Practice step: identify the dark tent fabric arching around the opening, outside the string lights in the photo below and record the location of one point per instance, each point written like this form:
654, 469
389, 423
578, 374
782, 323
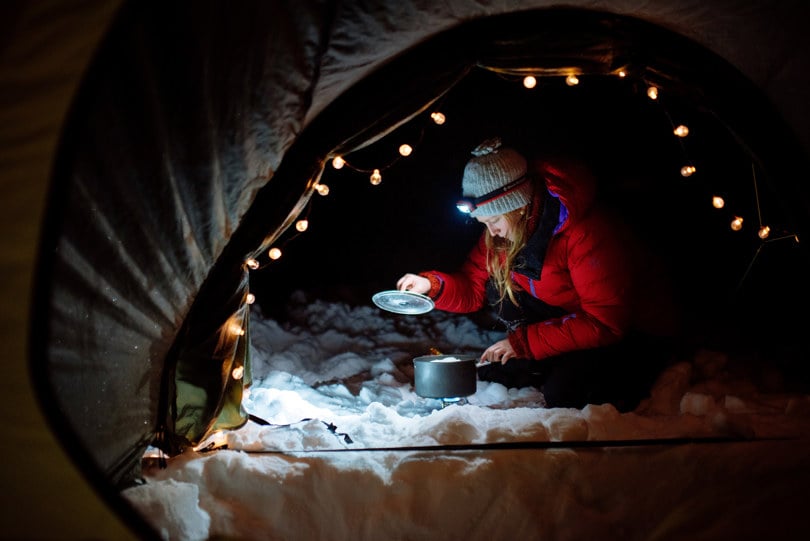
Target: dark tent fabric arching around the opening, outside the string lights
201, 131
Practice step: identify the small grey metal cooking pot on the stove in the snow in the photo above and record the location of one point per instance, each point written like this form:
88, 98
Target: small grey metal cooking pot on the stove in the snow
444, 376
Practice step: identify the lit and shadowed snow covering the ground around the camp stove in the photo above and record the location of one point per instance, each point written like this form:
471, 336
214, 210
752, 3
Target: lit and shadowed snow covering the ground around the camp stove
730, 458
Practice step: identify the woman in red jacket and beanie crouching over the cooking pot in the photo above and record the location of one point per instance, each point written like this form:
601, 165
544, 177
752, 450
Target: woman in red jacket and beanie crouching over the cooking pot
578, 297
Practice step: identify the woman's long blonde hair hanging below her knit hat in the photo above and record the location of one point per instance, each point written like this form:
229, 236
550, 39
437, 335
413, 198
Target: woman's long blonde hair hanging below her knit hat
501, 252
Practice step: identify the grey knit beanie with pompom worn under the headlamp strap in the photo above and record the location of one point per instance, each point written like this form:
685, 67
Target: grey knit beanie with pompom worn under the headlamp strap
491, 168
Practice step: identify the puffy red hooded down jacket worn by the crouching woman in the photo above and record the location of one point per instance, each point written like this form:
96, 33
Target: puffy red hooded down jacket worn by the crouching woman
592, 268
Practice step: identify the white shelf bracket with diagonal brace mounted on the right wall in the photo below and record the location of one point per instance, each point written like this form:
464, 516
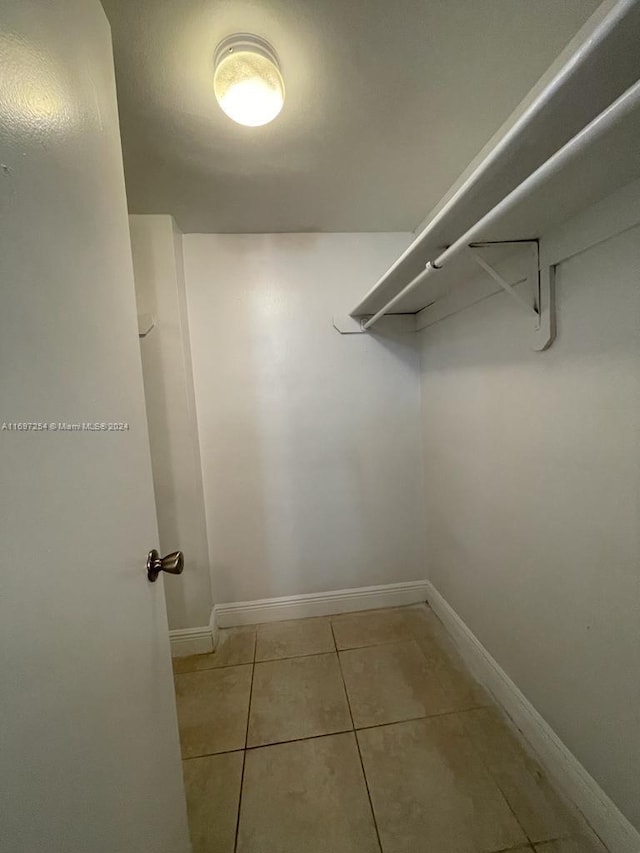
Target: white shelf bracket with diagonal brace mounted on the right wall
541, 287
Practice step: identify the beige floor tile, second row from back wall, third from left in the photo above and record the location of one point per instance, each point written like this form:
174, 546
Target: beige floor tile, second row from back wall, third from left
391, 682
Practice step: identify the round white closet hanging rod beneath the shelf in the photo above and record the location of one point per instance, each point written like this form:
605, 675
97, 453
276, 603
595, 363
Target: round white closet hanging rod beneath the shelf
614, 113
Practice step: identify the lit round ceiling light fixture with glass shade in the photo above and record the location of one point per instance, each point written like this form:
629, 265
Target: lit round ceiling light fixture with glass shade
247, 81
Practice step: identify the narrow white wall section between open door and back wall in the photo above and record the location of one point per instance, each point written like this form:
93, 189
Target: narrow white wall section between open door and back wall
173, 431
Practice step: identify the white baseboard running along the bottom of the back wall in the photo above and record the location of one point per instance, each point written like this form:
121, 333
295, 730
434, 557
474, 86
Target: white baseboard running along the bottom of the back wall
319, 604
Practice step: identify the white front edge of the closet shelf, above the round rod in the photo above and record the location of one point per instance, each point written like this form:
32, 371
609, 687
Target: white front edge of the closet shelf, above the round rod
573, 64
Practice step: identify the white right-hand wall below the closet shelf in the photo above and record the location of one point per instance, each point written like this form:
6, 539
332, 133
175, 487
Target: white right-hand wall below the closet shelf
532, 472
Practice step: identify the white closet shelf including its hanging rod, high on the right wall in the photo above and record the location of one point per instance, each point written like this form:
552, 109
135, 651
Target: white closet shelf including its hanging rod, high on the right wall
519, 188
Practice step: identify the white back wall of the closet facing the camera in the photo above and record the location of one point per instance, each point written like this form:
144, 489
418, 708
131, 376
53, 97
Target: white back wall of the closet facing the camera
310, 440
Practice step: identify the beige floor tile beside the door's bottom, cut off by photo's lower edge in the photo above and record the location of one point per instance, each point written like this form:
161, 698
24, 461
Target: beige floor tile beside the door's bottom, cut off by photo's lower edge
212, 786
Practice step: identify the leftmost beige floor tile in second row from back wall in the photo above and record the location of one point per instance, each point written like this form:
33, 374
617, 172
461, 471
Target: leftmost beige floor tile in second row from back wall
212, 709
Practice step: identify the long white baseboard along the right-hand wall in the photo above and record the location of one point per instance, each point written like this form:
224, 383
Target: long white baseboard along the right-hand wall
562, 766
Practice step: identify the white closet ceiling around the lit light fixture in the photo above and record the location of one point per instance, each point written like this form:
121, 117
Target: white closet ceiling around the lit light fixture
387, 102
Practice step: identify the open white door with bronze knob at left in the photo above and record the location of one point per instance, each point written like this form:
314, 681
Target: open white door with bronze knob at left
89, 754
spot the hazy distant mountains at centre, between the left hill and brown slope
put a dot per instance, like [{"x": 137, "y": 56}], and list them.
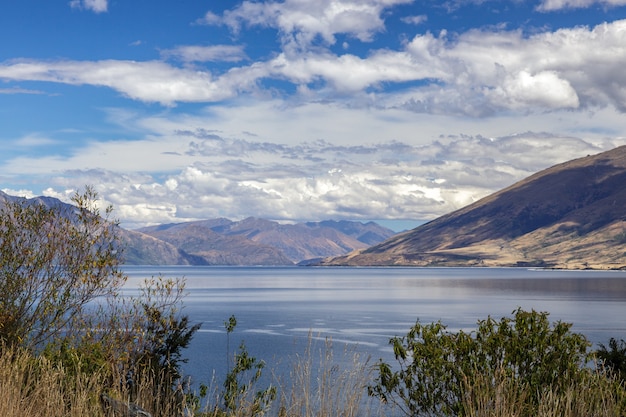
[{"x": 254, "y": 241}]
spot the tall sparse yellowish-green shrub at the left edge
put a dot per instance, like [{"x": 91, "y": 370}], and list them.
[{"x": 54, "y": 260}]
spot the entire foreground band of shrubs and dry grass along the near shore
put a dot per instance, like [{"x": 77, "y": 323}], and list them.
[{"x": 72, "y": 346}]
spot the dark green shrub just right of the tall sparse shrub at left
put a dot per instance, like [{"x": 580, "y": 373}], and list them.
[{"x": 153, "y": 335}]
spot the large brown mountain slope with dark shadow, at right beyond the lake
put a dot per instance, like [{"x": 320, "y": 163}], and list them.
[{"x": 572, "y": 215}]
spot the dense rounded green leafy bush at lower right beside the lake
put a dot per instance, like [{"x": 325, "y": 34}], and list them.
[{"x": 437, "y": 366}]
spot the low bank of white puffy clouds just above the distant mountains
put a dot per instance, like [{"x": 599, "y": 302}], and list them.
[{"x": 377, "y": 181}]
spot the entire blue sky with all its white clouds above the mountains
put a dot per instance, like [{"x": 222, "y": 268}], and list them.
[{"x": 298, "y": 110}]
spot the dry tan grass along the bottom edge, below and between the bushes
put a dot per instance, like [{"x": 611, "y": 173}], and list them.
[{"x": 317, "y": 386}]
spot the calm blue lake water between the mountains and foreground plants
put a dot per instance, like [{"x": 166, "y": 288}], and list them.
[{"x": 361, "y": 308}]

# # # # # # #

## [Activity]
Only the lines holding the word "tall" belong in the answer; copy them from the listing above.

## [Solution for this task]
spot the tall sparse yellowish-green shrub at the left edge
spot the dark green shrub just right of the tall sparse shrub at left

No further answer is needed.